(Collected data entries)
────

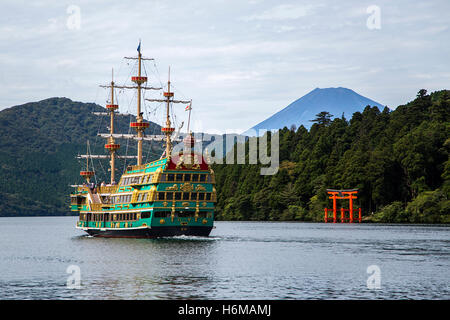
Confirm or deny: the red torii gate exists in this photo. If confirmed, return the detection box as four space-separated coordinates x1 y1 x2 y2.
325 189 361 223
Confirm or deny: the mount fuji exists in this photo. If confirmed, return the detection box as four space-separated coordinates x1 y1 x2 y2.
242 87 385 136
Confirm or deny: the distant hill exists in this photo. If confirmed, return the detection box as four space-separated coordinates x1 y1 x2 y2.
213 89 450 223
0 98 161 216
243 87 384 136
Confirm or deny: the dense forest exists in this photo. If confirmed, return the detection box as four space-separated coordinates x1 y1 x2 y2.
0 98 161 216
213 89 450 223
0 90 450 223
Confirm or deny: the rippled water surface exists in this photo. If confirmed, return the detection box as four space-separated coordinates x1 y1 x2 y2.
0 217 450 299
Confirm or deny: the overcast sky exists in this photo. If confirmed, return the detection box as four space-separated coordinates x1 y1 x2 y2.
0 0 450 132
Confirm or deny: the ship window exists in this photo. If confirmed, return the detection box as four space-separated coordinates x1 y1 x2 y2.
153 211 170 218
141 212 150 219
176 211 195 218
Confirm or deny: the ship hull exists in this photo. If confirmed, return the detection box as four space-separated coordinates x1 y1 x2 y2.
83 226 213 239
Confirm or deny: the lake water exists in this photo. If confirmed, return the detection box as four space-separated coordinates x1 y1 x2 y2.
0 217 450 300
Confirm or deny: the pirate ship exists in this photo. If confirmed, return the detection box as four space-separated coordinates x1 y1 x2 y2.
70 44 216 238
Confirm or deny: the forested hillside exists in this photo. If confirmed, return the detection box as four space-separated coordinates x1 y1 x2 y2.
0 98 161 216
213 90 450 223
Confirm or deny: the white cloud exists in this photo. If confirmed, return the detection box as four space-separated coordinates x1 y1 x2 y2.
242 4 317 21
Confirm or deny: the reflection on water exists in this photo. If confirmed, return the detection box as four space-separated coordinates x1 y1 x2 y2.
0 217 450 299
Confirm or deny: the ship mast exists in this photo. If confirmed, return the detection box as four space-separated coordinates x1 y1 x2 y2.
145 67 192 159
105 69 120 184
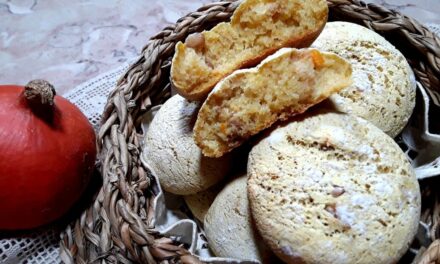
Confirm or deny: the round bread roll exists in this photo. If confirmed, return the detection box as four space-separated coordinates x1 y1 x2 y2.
183 184 222 223
143 95 229 195
248 112 421 264
312 22 416 137
204 176 271 263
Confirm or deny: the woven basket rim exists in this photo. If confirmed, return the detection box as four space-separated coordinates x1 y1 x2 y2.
60 0 440 263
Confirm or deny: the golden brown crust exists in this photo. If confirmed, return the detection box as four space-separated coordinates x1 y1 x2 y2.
171 0 328 101
194 48 351 157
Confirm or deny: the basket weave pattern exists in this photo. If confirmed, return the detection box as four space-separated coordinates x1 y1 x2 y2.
61 0 440 263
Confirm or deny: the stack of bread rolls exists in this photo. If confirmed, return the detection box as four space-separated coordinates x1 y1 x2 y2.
143 0 421 263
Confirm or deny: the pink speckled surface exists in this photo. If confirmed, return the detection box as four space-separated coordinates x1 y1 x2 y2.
0 0 440 94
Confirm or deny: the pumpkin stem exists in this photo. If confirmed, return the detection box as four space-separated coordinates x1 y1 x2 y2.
24 80 56 106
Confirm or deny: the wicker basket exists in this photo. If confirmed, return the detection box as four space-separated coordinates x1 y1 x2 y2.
61 0 440 263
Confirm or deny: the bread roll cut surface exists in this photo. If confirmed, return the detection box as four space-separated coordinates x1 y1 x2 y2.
171 0 328 100
194 48 351 157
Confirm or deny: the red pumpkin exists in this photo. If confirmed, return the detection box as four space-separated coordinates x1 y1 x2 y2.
0 80 96 230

────

§ **Job**
Write out the records word for word, starting at the beginning of the records and ending at the line that contains "325 189 361 223", with both ends included. Leave the pictures out of your answer.

§ **Solution for this problem**
Confirm or deny: the red torii gate exists in this photo. If confirmed, return the detection box as four space-separated coordinates x1 y1 x2 y2.
325 189 361 223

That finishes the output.